Start of TASK INPUT

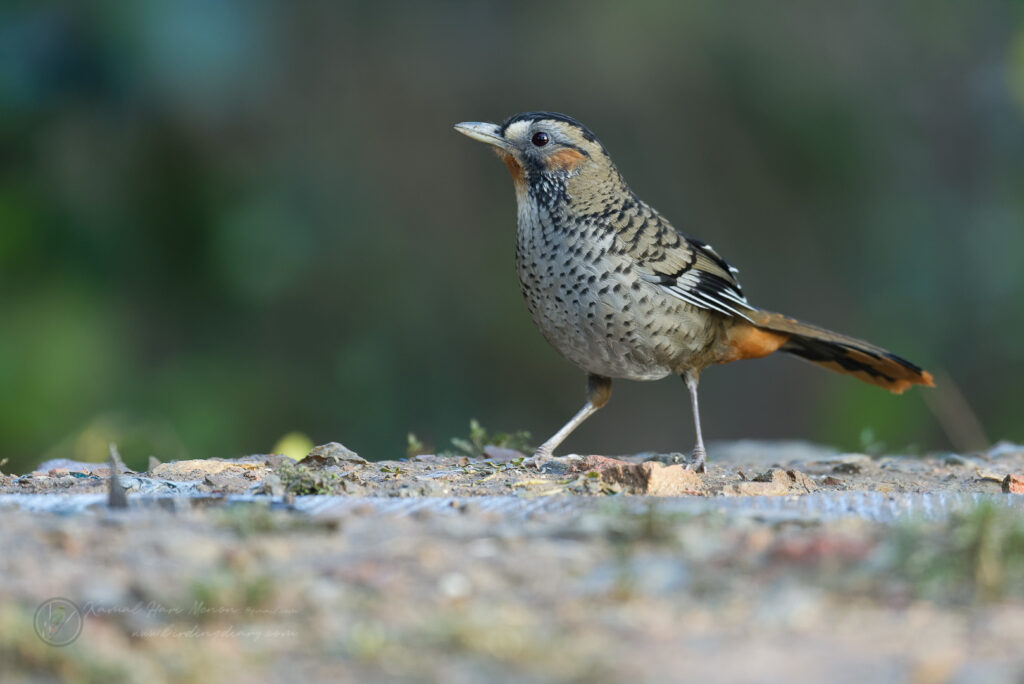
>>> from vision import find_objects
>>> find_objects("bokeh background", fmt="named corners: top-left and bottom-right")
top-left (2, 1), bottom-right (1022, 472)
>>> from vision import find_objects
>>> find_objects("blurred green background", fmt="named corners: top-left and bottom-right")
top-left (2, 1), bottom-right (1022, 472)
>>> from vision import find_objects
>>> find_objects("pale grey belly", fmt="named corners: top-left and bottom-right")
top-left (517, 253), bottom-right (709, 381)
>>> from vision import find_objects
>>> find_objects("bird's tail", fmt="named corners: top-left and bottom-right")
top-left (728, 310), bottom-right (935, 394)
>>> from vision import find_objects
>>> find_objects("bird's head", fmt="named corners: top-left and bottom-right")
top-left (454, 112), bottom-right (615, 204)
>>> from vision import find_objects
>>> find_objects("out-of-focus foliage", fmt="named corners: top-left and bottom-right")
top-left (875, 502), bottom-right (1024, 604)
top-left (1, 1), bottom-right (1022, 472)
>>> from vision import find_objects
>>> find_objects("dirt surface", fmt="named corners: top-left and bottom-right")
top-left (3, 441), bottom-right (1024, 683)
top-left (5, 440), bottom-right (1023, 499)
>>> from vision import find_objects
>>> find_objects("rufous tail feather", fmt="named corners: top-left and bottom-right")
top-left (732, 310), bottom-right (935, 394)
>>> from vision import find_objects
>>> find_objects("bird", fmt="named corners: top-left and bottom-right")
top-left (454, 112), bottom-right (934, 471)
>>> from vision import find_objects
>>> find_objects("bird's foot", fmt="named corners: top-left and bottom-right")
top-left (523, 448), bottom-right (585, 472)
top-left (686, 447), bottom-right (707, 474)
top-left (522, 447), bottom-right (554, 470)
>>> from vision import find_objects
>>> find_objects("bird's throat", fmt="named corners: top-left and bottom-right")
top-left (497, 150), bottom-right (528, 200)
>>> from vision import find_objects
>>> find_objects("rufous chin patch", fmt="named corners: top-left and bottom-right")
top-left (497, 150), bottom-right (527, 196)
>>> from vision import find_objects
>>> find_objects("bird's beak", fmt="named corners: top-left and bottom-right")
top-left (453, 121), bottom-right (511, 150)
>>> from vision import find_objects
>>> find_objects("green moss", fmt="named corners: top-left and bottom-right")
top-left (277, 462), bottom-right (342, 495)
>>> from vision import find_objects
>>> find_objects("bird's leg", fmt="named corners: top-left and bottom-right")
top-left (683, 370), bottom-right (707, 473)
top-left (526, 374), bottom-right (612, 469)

End of TASK INPUT

**WORK INSTRUCTION**
Your answer must be the full listing, reproduced word for word, without its pictures.

**THE ANSWER**
>>> from vision import find_objects
>>> find_objects("bokeh background", fmt="named corners: top-left and bottom-right")
top-left (2, 1), bottom-right (1022, 472)
>>> from vision import find_objects
>>> find_objects("blurred green background", fmt="named corners: top-left and bottom-right")
top-left (2, 1), bottom-right (1022, 472)
>>> from vision import find_objects
>>> find_objects("pale grey belly", fmt="named corners: top-left and bottom-right")
top-left (517, 253), bottom-right (709, 381)
>>> from vision import find_objects
>>> find_objects("bird's tail", fmt="named corners: top-left and bottom-right")
top-left (728, 310), bottom-right (935, 394)
>>> from vision import find_objects
>>> find_objects("bird's head", fmt="named corners: top-left and bottom-right")
top-left (454, 112), bottom-right (615, 204)
>>> from vision import find_objects
>>> find_objects("out-of-focus foliage", fmt="named corners: top-left and bottom-right")
top-left (875, 502), bottom-right (1024, 604)
top-left (1, 1), bottom-right (1022, 472)
>>> from vision import find_objects
>>> find_objects("dirt surface", fmt="named corners: top-left and bottom-right")
top-left (3, 441), bottom-right (1024, 683)
top-left (5, 440), bottom-right (1023, 499)
>>> from vision import find_objects
>>> find_objects("rufous tail feather", fmt="named corners: top-left and bottom-right")
top-left (732, 310), bottom-right (935, 394)
>>> from vision import find_objects
>>> find_objects("bird", fmt="named corners: top-left and bottom-right")
top-left (454, 112), bottom-right (934, 471)
>>> from vision import find_objects
>>> find_objects("bird's foot", fmt="named corners: top-left and bottom-right")
top-left (523, 448), bottom-right (585, 472)
top-left (686, 447), bottom-right (707, 474)
top-left (522, 447), bottom-right (554, 470)
>>> from vision import find_objects
>>> find_objects("bird's throat", fmt="named corners: top-left and bottom-right")
top-left (497, 150), bottom-right (528, 200)
>>> from vision import find_objects
>>> find_objects("rufous chin patch", fmt="named corners: top-left and bottom-right")
top-left (497, 150), bottom-right (527, 196)
>>> from vision import find_objects
>>> find_objects("bird's beak", fmt="named corners: top-left and bottom-right")
top-left (453, 121), bottom-right (511, 150)
>>> from vision import find_objects
>>> find_objects("green moss", fmt="named corners: top-left and bottom-right")
top-left (277, 462), bottom-right (342, 495)
>>> from vision import find_objects
>>> find_objects("bird's leg", fmt="named corners: top-left and bottom-right")
top-left (683, 370), bottom-right (707, 473)
top-left (526, 374), bottom-right (612, 469)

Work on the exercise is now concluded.